### What you are asked to do
Please output the records below in full, exactly as given, but without the images.

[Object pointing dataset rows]
· · · ·

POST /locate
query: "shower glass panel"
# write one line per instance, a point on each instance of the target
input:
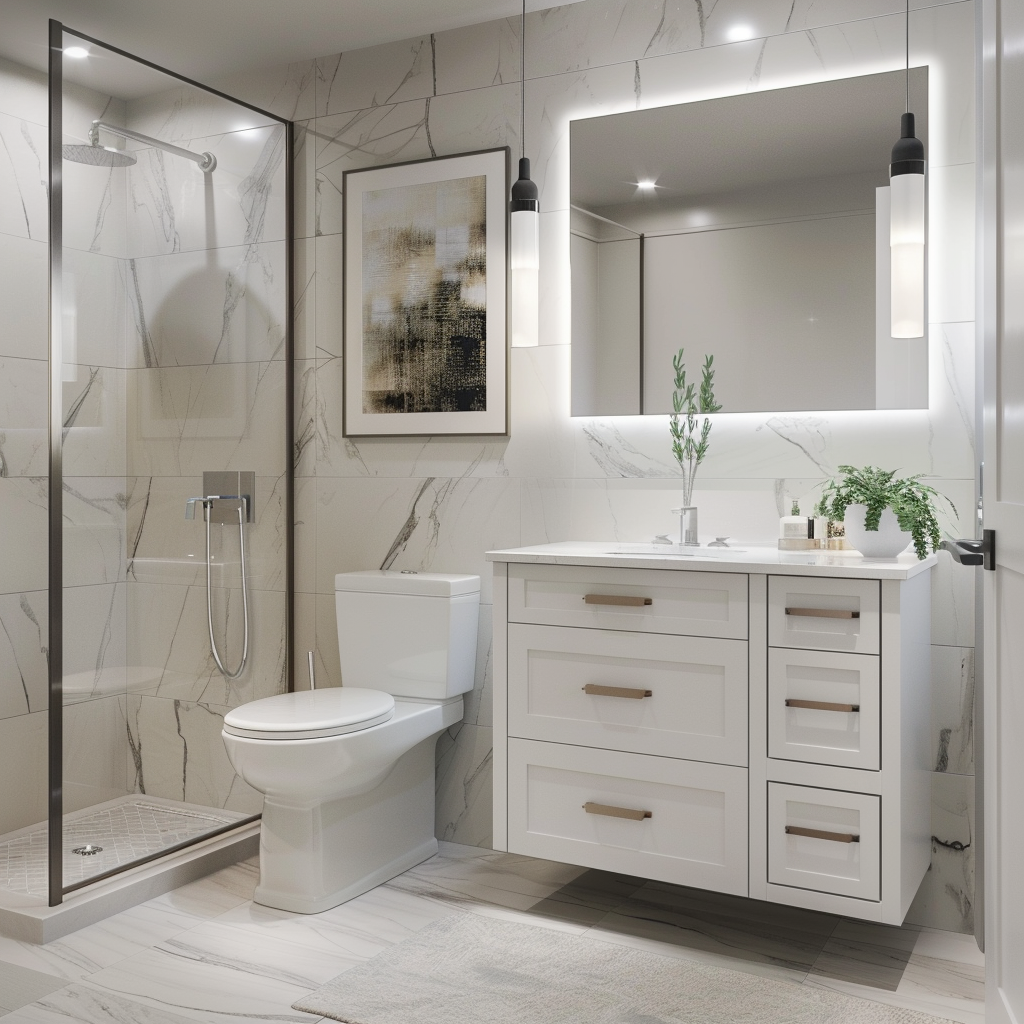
(170, 480)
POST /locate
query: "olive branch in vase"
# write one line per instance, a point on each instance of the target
(690, 441)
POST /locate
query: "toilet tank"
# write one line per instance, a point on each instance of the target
(410, 634)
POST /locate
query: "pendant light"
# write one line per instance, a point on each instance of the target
(906, 224)
(524, 257)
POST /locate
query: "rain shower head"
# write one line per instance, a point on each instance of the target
(98, 156)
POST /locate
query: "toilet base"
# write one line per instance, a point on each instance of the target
(314, 857)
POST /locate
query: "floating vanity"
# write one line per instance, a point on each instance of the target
(745, 721)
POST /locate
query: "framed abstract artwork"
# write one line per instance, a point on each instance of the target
(425, 283)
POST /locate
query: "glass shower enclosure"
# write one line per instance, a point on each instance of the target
(169, 494)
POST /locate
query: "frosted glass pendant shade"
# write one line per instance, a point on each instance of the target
(906, 235)
(524, 261)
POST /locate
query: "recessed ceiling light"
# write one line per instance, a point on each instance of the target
(738, 33)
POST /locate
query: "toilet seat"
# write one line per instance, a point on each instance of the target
(311, 714)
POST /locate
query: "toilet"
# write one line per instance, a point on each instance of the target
(347, 772)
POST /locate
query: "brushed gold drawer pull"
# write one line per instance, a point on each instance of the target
(616, 812)
(823, 612)
(595, 689)
(621, 599)
(818, 834)
(821, 706)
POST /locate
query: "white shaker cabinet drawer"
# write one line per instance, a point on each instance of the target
(823, 613)
(824, 840)
(711, 604)
(823, 708)
(669, 695)
(656, 817)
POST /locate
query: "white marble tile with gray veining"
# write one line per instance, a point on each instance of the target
(24, 175)
(376, 76)
(24, 641)
(195, 308)
(222, 417)
(94, 427)
(436, 524)
(952, 709)
(169, 652)
(463, 805)
(176, 207)
(24, 297)
(946, 896)
(176, 751)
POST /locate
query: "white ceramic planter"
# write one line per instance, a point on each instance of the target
(887, 542)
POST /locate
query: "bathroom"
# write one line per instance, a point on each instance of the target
(433, 504)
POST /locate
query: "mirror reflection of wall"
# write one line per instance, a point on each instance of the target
(745, 227)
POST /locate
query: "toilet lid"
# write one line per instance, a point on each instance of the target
(310, 714)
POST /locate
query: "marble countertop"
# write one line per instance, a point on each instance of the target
(849, 564)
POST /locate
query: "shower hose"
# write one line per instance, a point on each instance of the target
(245, 598)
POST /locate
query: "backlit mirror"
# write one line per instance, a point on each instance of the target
(751, 227)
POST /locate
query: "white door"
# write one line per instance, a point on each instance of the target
(1003, 322)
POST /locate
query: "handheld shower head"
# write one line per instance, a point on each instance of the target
(98, 156)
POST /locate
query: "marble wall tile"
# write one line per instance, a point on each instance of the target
(477, 55)
(945, 899)
(164, 547)
(24, 297)
(94, 294)
(304, 177)
(169, 654)
(95, 744)
(24, 538)
(24, 679)
(24, 390)
(94, 529)
(197, 308)
(287, 90)
(23, 178)
(95, 432)
(304, 287)
(23, 740)
(23, 91)
(221, 417)
(464, 801)
(436, 524)
(94, 642)
(176, 207)
(183, 113)
(952, 710)
(375, 76)
(176, 752)
(479, 700)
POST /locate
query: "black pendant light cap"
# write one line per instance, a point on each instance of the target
(524, 193)
(908, 153)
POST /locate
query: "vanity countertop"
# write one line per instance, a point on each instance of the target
(849, 564)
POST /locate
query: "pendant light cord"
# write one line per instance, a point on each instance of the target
(907, 34)
(522, 81)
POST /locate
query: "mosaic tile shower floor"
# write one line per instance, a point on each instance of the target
(127, 830)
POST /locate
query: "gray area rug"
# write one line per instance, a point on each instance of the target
(467, 969)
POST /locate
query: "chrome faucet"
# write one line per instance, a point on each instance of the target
(210, 499)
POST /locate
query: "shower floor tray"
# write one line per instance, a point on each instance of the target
(127, 828)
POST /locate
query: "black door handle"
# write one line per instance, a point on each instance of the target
(970, 552)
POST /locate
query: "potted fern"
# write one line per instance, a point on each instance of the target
(690, 441)
(884, 513)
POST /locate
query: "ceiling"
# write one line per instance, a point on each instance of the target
(206, 39)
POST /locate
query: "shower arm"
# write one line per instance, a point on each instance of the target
(207, 161)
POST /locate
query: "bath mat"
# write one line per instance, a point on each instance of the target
(467, 969)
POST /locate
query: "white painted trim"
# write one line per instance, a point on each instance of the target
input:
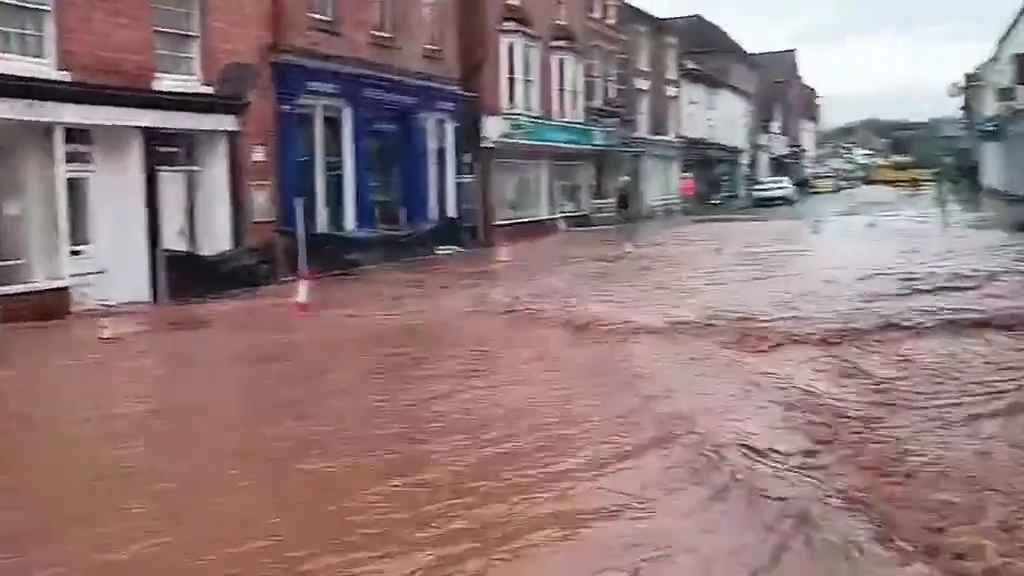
(60, 190)
(89, 115)
(429, 126)
(348, 157)
(320, 169)
(452, 191)
(30, 287)
(178, 83)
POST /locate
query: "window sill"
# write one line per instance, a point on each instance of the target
(325, 26)
(17, 66)
(383, 39)
(173, 83)
(30, 287)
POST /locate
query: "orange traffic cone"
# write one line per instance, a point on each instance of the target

· · · ·

### Worked solution
POST /locate
query: "shower glass panel"
# write one line per instance, a point on each instance of the target
input:
(170, 480)
POST /locate
query: "olive branch in vase"
# write one line per instance, a point on each instance of the target
(690, 441)
POST /locate
query: "toilet tank"
# write one line per instance, a point on each instance of the target
(410, 634)
POST /locate
query: "pendant light"
# write one line per instance, a point on each instance of the target
(906, 224)
(524, 257)
POST /locate
query: "rain shower head"
# write one line per instance, a point on each instance of the target
(98, 156)
POST /locate
query: "toilet base"
# write one line per instance, a point on each instance of the target
(314, 857)
POST /locate
query: "floating vanity"
# write one line per instance, a point on each instance of the target
(745, 721)
POST /locate
query: "framed abstract artwork"
# write one line per instance, a point on each instance of the target
(425, 283)
POST /locate
query: "glass shower enclosure"
# write one line per instance, a point on each instance of the target
(169, 494)
POST /locate
query: "frosted glass pendant shade"
# write one line per instance, a point on each instance of the target
(906, 235)
(524, 261)
POST /locate
query: "recessed ceiling light"
# write one line per instance, a point on each instance of the target
(738, 33)
POST /locate
query: "toilet seat"
# write one line per instance, a point on each instance of the target
(311, 714)
POST /locate
query: "toilet"
# write one line per instance, a point on each instance of the target
(347, 772)
POST /locate
query: "brushed gold drawer pull"
# write one line per instance, a point on each instance of the target
(616, 812)
(823, 612)
(595, 689)
(621, 599)
(818, 834)
(821, 706)
POST /locate
query: "white shaker cabinet drawer"
# write one line per instance, a point on each instance of the target
(823, 613)
(824, 840)
(711, 604)
(823, 708)
(669, 695)
(656, 817)
POST /locate
query: "white marble tile with gray veining"
# write one line per instance, a point on each instance of the target
(24, 175)
(376, 76)
(24, 641)
(195, 308)
(222, 417)
(94, 427)
(436, 524)
(952, 709)
(169, 652)
(463, 805)
(176, 207)
(24, 297)
(946, 896)
(176, 751)
POST /locate
query: "white ceramic planter"
# write one line per instance, a point on each instance of the target
(887, 542)
POST /locate
query: "bathroom"
# write one line per instance, a point on each instance of the target
(433, 504)
POST /locate
query: "mirror reflection of wall"
# write one line per instance, a point on each instance of the target
(745, 227)
POST /locate
query: "toilet lid"
# write one line per instance, a point on each instance of the target
(310, 714)
POST /locate
query: "marble countertop"
# write one line per instance, a point on each instance of the target
(849, 564)
POST /locate
query: "shower hose"
# write one line per instance, a point on each instance of the target
(245, 598)
POST /locate
query: "backlit mirror"
# write one line per instance, a point on each instance of the target
(751, 227)
POST /locate
query: "white door"
# write one line per instance, a point on each instance of the target
(1003, 322)
POST /locate
query: "handheld shower head"
# write one line per instance, a point on each instance of the target
(98, 156)
POST /locate
query: "marble wall tile"
# write one line per instance, a point on each instance of the target
(477, 55)
(945, 899)
(164, 547)
(24, 297)
(94, 294)
(304, 177)
(169, 654)
(95, 744)
(24, 538)
(24, 679)
(24, 390)
(94, 529)
(197, 308)
(287, 90)
(23, 178)
(95, 432)
(304, 287)
(23, 740)
(23, 91)
(221, 417)
(464, 801)
(436, 524)
(94, 642)
(176, 207)
(183, 113)
(952, 710)
(375, 76)
(176, 752)
(479, 700)
POST /locate
query: "black pendant light cap"
# write one line per instance, a point on each instance of the target
(524, 193)
(908, 153)
POST /locate
query: "vanity countertop"
# write one line per instance, a point on each instance of the target
(849, 564)
POST /locate
query: "pendant light cord"
# write one line per instance, a point on each instance of the target
(907, 34)
(522, 81)
POST /locate
query: "mosaic tile shower floor"
# write one line per instance, a point on each instance of the target
(127, 830)
POST /locate
query: "gray area rug"
# write one line per instance, a point on each instance of the target
(467, 969)
POST /locate
query: "chrome faucet"
# write one line per instance, a point on each instance of the target
(210, 499)
POST /locate
query: "shower floor tray"
# write one line per instance, a point on each instance of the target
(127, 828)
POST /locate
query: "black door handle"
# write one line per instance, a point on each instance of the target
(970, 552)
POST /locate
query: "potted fern"
# write one line per instance, a point on each instance of the target
(690, 441)
(884, 513)
POST /locate
query: "ceiling"
# write one line per instance, a point on each instance of the target
(206, 39)
POST /locate
query: "shower arm"
# write one line per instance, a point on each instance of the target
(207, 161)
POST /locate
query: "bath mat"
# write one line per instance, a point on each instance of the target
(467, 969)
POST /locate
query: "white painted trim"
# write one line per instance, a point on each instance of the target
input:
(60, 190)
(89, 115)
(429, 126)
(348, 157)
(320, 169)
(452, 191)
(30, 287)
(178, 83)
POST /locate
query: "window sill"
# write one line per instance, a point on each instance of the target
(325, 26)
(17, 66)
(383, 39)
(173, 83)
(30, 287)
POST /locate
query: "orange traffic cone"
# write one line per instance, a point on each instance of the target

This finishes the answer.